What needs to be done:
Nothing but the lines from the line with "point: eyeglasses -- spot" through the end of the data is to be copied, and each is to be copied exactly.

Data excerpts:
= = = = = = =
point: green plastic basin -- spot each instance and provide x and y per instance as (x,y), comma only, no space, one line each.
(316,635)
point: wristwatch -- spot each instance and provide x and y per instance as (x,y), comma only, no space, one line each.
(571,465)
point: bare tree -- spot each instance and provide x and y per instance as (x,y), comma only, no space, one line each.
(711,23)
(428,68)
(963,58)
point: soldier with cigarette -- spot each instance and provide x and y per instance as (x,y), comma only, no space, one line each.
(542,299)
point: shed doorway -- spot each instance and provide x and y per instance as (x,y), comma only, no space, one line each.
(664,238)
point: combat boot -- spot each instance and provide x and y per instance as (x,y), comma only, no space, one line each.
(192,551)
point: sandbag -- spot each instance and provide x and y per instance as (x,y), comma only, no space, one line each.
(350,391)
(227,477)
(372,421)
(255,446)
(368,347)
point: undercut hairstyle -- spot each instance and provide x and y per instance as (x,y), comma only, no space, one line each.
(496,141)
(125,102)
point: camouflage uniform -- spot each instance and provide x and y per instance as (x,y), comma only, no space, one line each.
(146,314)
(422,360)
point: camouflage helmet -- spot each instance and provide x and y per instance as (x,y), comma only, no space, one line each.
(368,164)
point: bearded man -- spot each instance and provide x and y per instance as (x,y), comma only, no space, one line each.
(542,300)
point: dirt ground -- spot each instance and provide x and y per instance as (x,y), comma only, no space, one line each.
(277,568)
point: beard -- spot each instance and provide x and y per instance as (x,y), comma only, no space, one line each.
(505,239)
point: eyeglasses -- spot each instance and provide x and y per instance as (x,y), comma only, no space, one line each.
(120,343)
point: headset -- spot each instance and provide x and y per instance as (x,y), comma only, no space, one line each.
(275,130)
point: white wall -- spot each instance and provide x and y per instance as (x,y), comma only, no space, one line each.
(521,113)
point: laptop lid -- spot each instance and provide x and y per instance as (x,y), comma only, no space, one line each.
= = = = = = =
Exercise response:
point: eyeglasses -- spot each instance and provide x and y per instance as (x,y), comma only, no space, one line each.
(120,343)
point: headset -- spot each instance and provide x and y per instance as (x,y), comma only, no space, one line each.
(275,130)
point: white wall -- spot each instance and provide x and y per instance as (x,y), comma only, no space, one line each.
(521,113)
point: laptop lid -- spot each instance and provide x and y per instance as (x,y), comma only, no space, one line each.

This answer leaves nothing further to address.